▶ _What you should do_
Print every row below word for word, and leave out the pictures.

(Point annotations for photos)
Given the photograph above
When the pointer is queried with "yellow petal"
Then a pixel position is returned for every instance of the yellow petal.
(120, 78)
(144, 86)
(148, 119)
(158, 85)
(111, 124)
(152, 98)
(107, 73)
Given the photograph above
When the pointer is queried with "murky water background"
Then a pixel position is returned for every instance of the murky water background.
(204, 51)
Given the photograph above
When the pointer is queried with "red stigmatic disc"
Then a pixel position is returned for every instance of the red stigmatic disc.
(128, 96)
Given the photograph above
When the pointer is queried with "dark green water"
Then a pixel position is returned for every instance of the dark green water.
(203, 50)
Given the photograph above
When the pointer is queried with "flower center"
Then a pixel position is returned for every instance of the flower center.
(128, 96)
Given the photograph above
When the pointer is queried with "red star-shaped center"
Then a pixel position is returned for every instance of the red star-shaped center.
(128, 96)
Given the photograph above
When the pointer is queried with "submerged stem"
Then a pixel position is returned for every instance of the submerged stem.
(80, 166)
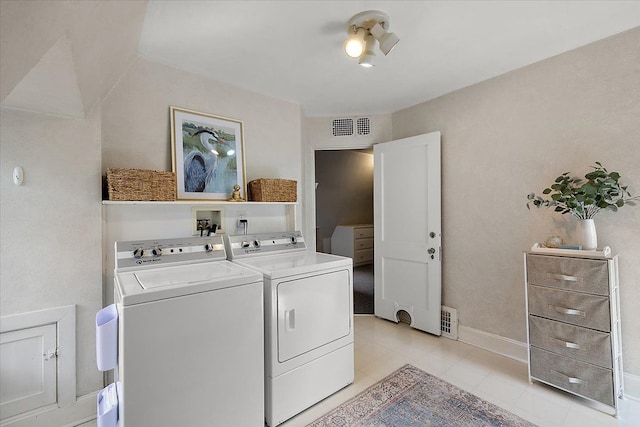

▶ _Output of the exercise_
Given the photograph above
When the pointer is queried with "yellow petal"
Then a pixel position is returned for every instance of the yellow petal.
(120, 78)
(144, 86)
(148, 119)
(158, 85)
(111, 124)
(152, 98)
(107, 73)
Given the photograph above
When the pointer is queried with "murky water background"
Then a pixel position is returned for every instance of the murky water background.
(204, 51)
Given the photograph above
When the pointer is queried with "red stigmatic disc"
Then a pixel position is returned for every instance of the red stigmatic disc.
(128, 96)
Given the photograph above
When the pointer is queried with "dark green water"
Then a pixel position is returned for every instance of the dark green water.
(203, 50)
Given the photograph above
When the pointer is queried with "flower center"
Then a pixel position is returned for every instance of the flower center.
(128, 96)
Given the photograph above
When the pointer is queried with "red star-shaped center"
Then a pixel position is returned for every instance of the red star-shaped center.
(128, 96)
Given the photograph above
When the pointer is queried with "submerged stem"
Then a pixel position is returned for every instance of the submerged stem.
(80, 166)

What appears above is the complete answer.